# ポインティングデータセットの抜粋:
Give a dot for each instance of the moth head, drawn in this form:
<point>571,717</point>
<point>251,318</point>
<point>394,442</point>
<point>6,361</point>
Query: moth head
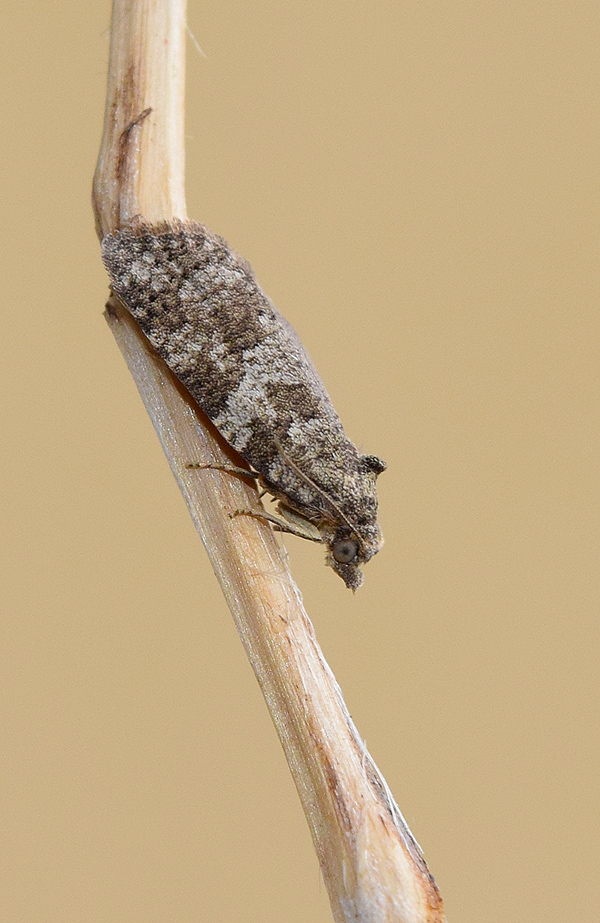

# 依頼文:
データ中の「moth head」をすべて「butterfly head」に更新し、ほかは変えずに書き直すこと。画像は回答に含めないこと。

# 回答:
Give a dot for each instance of the butterfly head, drawn in this form:
<point>571,717</point>
<point>251,318</point>
<point>394,442</point>
<point>6,361</point>
Query: butterfly head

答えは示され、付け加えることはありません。